> [Records provided]:
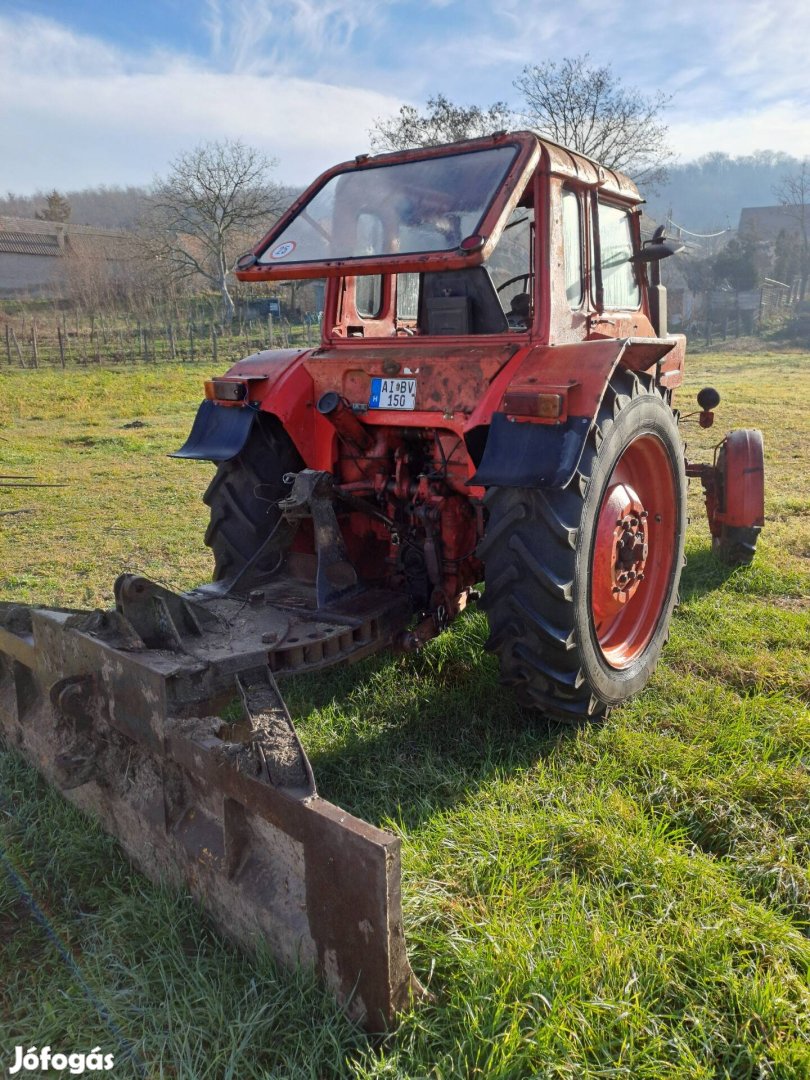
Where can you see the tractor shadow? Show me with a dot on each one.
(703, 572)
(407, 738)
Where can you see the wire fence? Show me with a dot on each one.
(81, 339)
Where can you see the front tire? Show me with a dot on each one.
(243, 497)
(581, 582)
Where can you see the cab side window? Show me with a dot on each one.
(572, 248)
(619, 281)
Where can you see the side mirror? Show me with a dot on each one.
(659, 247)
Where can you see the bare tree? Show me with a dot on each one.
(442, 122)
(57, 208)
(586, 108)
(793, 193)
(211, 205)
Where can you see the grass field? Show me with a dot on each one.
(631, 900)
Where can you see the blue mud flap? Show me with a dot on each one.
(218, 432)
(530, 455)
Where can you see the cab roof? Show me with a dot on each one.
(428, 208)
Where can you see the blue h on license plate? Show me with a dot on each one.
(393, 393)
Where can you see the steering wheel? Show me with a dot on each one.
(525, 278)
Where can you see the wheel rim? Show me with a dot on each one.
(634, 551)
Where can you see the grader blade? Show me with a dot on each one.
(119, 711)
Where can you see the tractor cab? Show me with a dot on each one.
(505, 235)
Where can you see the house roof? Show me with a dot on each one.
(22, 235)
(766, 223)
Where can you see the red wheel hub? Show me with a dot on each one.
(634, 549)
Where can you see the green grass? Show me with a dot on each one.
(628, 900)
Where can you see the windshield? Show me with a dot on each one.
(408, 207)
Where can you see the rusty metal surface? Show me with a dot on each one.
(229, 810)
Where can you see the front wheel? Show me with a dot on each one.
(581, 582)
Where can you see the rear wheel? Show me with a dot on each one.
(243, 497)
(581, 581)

...

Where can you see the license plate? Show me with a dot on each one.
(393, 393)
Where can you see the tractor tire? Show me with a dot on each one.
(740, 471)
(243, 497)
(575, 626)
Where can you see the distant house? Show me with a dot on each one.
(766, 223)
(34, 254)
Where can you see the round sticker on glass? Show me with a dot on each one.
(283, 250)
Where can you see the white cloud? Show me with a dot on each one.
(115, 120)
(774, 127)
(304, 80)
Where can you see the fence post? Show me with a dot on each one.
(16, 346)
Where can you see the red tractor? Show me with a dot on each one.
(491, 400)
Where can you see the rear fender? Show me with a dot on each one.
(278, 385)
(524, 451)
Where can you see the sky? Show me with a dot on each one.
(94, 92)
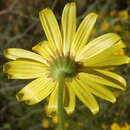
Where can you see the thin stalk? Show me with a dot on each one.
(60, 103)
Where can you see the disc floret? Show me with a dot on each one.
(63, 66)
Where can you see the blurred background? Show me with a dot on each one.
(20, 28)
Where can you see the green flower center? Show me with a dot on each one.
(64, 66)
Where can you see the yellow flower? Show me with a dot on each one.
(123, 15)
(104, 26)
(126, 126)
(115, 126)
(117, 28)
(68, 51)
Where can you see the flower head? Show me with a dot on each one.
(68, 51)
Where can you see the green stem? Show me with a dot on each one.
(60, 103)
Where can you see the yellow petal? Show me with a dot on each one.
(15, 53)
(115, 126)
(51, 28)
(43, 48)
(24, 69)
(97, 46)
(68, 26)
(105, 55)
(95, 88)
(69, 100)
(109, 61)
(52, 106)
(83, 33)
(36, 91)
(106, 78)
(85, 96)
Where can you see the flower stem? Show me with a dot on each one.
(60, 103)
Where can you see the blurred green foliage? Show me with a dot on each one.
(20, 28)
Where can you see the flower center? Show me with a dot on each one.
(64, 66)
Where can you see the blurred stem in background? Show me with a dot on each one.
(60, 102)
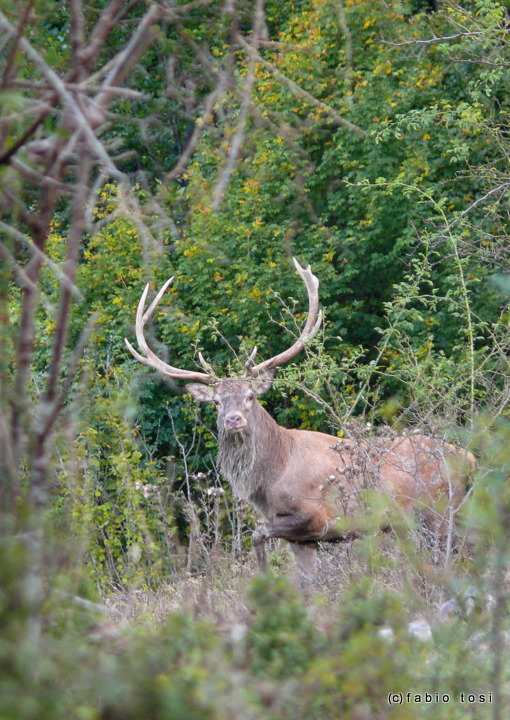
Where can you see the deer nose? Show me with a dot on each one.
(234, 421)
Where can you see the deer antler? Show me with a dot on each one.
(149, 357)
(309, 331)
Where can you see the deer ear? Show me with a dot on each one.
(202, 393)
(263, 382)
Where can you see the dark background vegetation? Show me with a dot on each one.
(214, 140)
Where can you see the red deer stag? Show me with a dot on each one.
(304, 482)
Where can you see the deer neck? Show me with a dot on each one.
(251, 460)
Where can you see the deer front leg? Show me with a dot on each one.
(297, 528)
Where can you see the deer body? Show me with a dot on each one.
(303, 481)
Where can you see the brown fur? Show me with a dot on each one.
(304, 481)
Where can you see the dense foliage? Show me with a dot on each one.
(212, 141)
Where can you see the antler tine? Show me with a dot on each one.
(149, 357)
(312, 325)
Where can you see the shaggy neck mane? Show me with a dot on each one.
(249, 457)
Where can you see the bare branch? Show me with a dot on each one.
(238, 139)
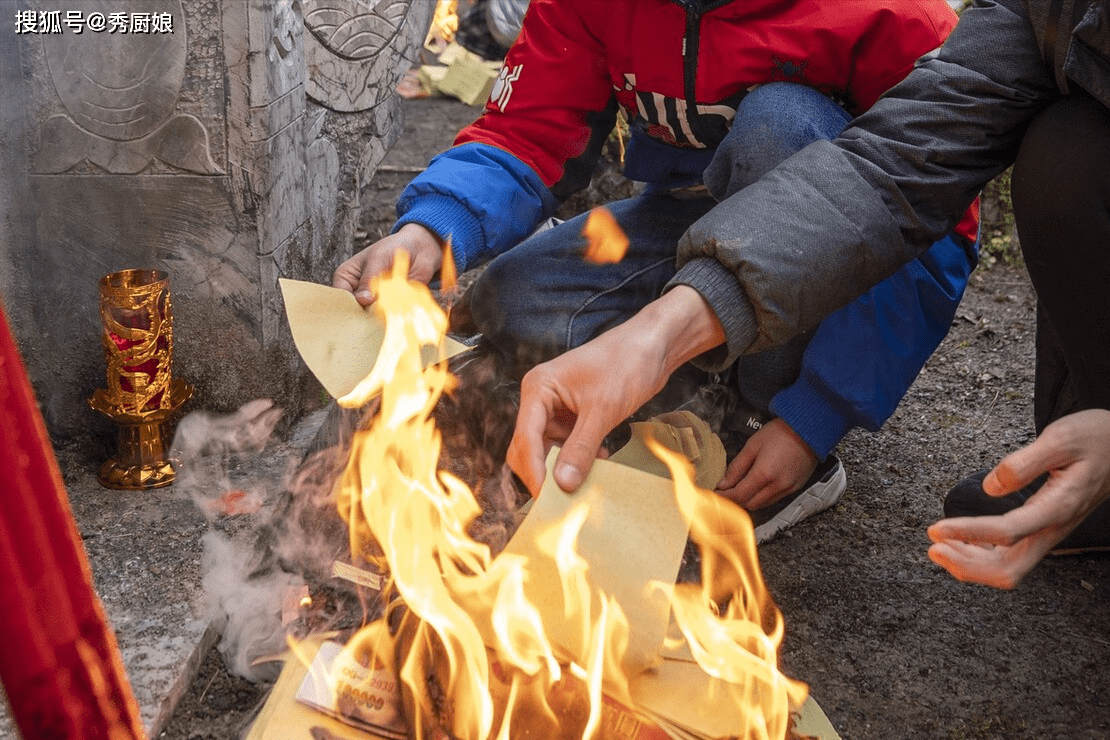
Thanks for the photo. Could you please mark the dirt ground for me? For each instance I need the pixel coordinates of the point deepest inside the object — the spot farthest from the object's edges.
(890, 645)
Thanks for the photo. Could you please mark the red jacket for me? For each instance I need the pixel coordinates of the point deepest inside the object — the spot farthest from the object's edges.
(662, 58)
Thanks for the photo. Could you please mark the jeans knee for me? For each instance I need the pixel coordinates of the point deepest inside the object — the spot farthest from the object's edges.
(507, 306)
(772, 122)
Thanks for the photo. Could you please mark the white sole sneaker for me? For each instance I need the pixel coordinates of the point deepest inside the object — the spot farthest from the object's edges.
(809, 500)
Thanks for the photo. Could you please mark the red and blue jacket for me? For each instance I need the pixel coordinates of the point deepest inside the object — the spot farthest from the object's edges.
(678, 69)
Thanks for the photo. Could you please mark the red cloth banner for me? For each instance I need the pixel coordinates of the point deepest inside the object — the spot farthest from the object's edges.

==

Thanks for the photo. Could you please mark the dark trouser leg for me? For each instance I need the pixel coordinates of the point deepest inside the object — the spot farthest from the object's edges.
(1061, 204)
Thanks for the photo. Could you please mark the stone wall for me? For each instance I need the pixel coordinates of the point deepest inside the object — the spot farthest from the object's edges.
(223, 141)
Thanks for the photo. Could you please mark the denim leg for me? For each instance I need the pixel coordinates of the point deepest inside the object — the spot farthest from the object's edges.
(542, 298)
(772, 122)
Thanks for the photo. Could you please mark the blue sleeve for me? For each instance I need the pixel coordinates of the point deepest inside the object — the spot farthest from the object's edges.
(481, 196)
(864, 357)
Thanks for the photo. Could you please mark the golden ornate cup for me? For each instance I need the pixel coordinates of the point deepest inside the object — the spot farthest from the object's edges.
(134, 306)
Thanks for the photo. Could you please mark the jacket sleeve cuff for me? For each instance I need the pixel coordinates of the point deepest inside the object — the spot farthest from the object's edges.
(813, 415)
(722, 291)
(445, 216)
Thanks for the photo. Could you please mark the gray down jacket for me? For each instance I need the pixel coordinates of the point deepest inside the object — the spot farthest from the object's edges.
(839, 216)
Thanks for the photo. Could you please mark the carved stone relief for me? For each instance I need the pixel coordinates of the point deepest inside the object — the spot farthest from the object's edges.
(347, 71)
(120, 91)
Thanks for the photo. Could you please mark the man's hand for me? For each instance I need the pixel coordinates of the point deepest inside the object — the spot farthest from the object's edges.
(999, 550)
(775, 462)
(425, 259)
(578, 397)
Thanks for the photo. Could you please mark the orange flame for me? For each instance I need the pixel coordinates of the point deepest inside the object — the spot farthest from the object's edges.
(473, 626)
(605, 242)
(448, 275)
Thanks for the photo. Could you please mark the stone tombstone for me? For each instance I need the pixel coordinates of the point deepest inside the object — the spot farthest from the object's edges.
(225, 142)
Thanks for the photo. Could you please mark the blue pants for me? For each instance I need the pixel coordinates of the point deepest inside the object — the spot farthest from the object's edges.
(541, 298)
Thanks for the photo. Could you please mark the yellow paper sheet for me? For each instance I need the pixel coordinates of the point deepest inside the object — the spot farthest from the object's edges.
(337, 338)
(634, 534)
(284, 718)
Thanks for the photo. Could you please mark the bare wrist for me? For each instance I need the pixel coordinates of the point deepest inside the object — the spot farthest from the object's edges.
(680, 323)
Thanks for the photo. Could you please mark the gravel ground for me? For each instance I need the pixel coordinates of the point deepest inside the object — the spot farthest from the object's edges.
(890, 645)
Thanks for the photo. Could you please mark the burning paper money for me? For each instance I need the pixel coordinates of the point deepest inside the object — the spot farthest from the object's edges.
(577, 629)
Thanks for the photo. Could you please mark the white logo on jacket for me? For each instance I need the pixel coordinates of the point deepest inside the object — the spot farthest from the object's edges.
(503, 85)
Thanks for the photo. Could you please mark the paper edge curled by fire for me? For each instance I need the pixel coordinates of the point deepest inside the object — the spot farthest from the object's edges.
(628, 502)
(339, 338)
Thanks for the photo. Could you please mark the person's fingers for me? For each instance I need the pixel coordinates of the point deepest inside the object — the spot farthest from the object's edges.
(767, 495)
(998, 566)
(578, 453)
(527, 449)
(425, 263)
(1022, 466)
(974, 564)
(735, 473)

> [Task goal]: Word for word, restate the lines above from the line containing "Thanks for the photo. Could you please mark the white sole" through the line containing "Thanks for the photo. Could you please mark the red cloth", with both included and nothing else.

> [Result for this task]:
Thanks for the photo. Could you please mark the white sole sneaker for me? For each instance I need the pixel coordinates of the point deepest inside the object — the spot farthest from the object's edges.
(809, 500)
Thanks for the photo. Could you please mark the red and blue jacket for me? For each instance I need the pixel coordinates of the point deepest inside the object — the spot farthest from the object's edges.
(678, 69)
Thanks for the photo. Could you please mark the red cloth banner for me? For each instance I need the pixel coordinates of the point deepest inside the object — the spot farthest from the object's edges.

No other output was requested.